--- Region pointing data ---
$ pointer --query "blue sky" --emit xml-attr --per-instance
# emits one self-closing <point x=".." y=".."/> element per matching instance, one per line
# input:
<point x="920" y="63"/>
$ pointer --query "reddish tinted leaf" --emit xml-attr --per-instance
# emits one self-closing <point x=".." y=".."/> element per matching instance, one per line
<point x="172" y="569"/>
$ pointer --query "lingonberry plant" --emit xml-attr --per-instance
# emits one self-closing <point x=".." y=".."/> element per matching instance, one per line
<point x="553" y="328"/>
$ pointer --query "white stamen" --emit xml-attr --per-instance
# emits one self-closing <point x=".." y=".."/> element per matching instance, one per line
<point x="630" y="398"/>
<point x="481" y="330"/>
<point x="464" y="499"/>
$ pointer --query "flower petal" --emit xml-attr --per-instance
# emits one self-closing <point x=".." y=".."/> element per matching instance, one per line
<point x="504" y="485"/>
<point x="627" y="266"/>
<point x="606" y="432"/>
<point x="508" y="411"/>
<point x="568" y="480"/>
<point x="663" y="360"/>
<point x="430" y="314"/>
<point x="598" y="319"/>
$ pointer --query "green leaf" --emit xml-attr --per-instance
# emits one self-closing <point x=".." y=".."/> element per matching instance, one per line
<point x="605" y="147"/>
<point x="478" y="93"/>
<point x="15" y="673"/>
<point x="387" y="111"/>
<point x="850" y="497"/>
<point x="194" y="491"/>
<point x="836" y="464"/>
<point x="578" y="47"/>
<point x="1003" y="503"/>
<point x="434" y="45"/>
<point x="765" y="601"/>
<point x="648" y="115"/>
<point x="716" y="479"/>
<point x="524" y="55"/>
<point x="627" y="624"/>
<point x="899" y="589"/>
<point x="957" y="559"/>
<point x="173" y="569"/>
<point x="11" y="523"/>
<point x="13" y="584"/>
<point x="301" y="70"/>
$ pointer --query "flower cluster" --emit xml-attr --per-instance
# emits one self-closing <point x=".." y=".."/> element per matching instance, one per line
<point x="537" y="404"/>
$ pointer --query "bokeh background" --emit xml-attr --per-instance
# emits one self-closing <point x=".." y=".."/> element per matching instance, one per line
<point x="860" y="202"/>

--- What to do ---
Exactly as they stand above, repeat all the records.

--- Answer area ---
$ pointer --query "blue sky" --emit xml-attr --per-instance
# emits one self-closing <point x=".." y=".."/> element per matching instance, one per line
# input:
<point x="920" y="63"/>
$ pointer --query "reddish tinted leaf" --emit xml-attr --per-instance
# emits one self-closing <point x=".." y=".."/> element per matching instance, one per line
<point x="172" y="569"/>
$ pointer --query "lingonberry plant" --emit xml-attr --per-instance
# emits one self-closing <point x=".." y=".."/> element per matching instance, one per line
<point x="553" y="328"/>
$ pointer --query "white stamen" --emit xml-attr --per-instance
# emits one self-closing <point x=".." y=".."/> element per matching instance, one per line
<point x="630" y="398"/>
<point x="481" y="330"/>
<point x="464" y="499"/>
$ pointer --query "flower petal" --emit xml-attr --per-instance
# emits one self-closing <point x=".." y=".."/> element per matching instance, one per line
<point x="504" y="485"/>
<point x="627" y="266"/>
<point x="606" y="432"/>
<point x="508" y="411"/>
<point x="568" y="480"/>
<point x="663" y="360"/>
<point x="430" y="314"/>
<point x="598" y="319"/>
$ pointer --query "green leaf" --emit xml-attr --per-instance
# emits one self-closing <point x=".." y=".."/> element per matching instance, one per line
<point x="605" y="147"/>
<point x="478" y="93"/>
<point x="15" y="673"/>
<point x="387" y="111"/>
<point x="850" y="497"/>
<point x="194" y="491"/>
<point x="836" y="464"/>
<point x="578" y="47"/>
<point x="1003" y="503"/>
<point x="434" y="45"/>
<point x="765" y="601"/>
<point x="648" y="115"/>
<point x="716" y="479"/>
<point x="524" y="55"/>
<point x="627" y="624"/>
<point x="899" y="589"/>
<point x="957" y="559"/>
<point x="173" y="569"/>
<point x="11" y="523"/>
<point x="13" y="584"/>
<point x="301" y="70"/>
$ pointer --query "flower cluster" --emit xml-attr --per-instance
# emits one self-closing <point x=".." y=".."/> element per matching instance, one per line
<point x="537" y="404"/>
$ pointer --query "bokeh background" --emit xml-attr --per-instance
# emits one self-closing <point x=".." y=".."/> element per matching instance, one per line
<point x="860" y="202"/>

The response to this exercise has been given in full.